Saved data entries:
....

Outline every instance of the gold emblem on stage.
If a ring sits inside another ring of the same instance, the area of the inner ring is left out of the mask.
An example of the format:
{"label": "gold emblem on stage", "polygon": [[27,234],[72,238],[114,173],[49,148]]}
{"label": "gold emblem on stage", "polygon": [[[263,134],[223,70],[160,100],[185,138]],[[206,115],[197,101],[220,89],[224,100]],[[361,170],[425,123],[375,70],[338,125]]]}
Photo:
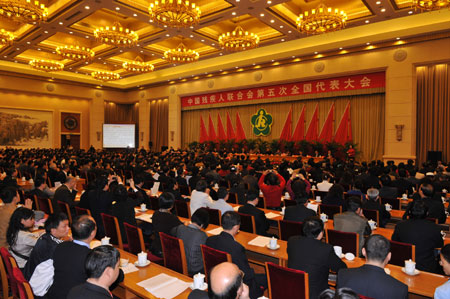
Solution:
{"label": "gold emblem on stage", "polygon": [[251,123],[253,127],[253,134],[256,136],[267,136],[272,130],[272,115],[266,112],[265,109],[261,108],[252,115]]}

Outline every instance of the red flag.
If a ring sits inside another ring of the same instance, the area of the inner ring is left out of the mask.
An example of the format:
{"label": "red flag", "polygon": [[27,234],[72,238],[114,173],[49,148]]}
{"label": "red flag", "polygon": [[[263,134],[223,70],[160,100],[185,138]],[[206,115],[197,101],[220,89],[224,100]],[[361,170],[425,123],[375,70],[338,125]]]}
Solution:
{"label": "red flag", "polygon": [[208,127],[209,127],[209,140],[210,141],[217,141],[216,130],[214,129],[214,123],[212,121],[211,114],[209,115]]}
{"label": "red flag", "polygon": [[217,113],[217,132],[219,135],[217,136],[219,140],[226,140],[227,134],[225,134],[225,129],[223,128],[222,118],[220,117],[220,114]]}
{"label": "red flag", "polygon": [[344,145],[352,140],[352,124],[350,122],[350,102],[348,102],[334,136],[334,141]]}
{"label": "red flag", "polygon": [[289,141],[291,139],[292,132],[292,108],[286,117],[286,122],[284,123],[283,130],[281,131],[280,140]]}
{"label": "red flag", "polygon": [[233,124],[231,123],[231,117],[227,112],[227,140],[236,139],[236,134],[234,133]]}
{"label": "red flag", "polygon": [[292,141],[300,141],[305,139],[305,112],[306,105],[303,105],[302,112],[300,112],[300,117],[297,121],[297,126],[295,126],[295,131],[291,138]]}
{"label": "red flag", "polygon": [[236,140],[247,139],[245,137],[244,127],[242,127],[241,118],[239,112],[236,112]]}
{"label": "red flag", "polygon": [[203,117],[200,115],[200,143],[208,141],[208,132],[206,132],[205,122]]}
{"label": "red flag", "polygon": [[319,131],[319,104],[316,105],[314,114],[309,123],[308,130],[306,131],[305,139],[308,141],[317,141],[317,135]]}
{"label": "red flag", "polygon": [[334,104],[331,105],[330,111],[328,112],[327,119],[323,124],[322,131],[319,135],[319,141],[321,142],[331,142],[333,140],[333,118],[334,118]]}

....

▶ About this exercise:
Give back the records word for word, without their pictures.

▶ Task output:
Outline every instance of the gold emblem on stage.
If a ring sits inside another ring of the same instance, the area of the inner ring is left out of the mask.
An example of the format:
{"label": "gold emblem on stage", "polygon": [[27,234],[72,238],[114,173],[49,148]]}
{"label": "gold emblem on stage", "polygon": [[[263,134],[223,70],[160,100],[185,138]],[[206,115],[197,101],[220,89],[224,100]],[[361,170],[425,123],[375,70],[338,125]]]}
Photo:
Solution:
{"label": "gold emblem on stage", "polygon": [[251,123],[253,127],[253,134],[256,136],[267,136],[272,130],[272,115],[266,112],[265,109],[261,108],[252,115]]}

Outline every instance of the red flag.
If a ring sits inside another ring of the same instance, the area of the inner ring is left out of the mask.
An example of the format:
{"label": "red flag", "polygon": [[27,234],[72,238],[114,173],[49,148]]}
{"label": "red flag", "polygon": [[[263,134],[223,70],[160,100],[185,138]],[[206,115],[197,101],[220,89],[224,100]],[[361,170],[425,123],[375,70],[338,125]]]}
Solution:
{"label": "red flag", "polygon": [[208,127],[209,127],[209,140],[210,141],[217,141],[216,130],[214,129],[214,123],[212,121],[211,114],[209,115]]}
{"label": "red flag", "polygon": [[217,113],[217,132],[219,135],[217,136],[219,140],[226,140],[227,134],[225,134],[225,129],[223,128],[222,118],[220,117],[220,114]]}
{"label": "red flag", "polygon": [[344,145],[352,140],[352,124],[350,122],[350,102],[348,102],[334,136],[334,141]]}
{"label": "red flag", "polygon": [[289,141],[291,139],[292,132],[292,108],[286,117],[286,122],[284,123],[283,130],[281,131],[280,140]]}
{"label": "red flag", "polygon": [[233,124],[231,123],[231,117],[227,112],[227,140],[236,139],[236,134],[234,133]]}
{"label": "red flag", "polygon": [[292,141],[300,141],[305,139],[305,112],[306,105],[303,105],[302,112],[300,112],[300,117],[297,121],[297,126],[295,126],[295,131],[291,138]]}
{"label": "red flag", "polygon": [[236,140],[247,139],[245,137],[244,127],[242,127],[241,118],[239,112],[236,112]]}
{"label": "red flag", "polygon": [[203,117],[200,115],[200,143],[208,141],[208,132],[206,132],[205,122]]}
{"label": "red flag", "polygon": [[319,131],[319,104],[316,105],[314,114],[309,123],[308,130],[306,131],[305,139],[308,141],[317,141],[317,135]]}
{"label": "red flag", "polygon": [[334,104],[331,105],[330,111],[328,112],[327,119],[323,124],[322,131],[319,135],[319,141],[321,142],[331,142],[333,140],[333,118],[334,118]]}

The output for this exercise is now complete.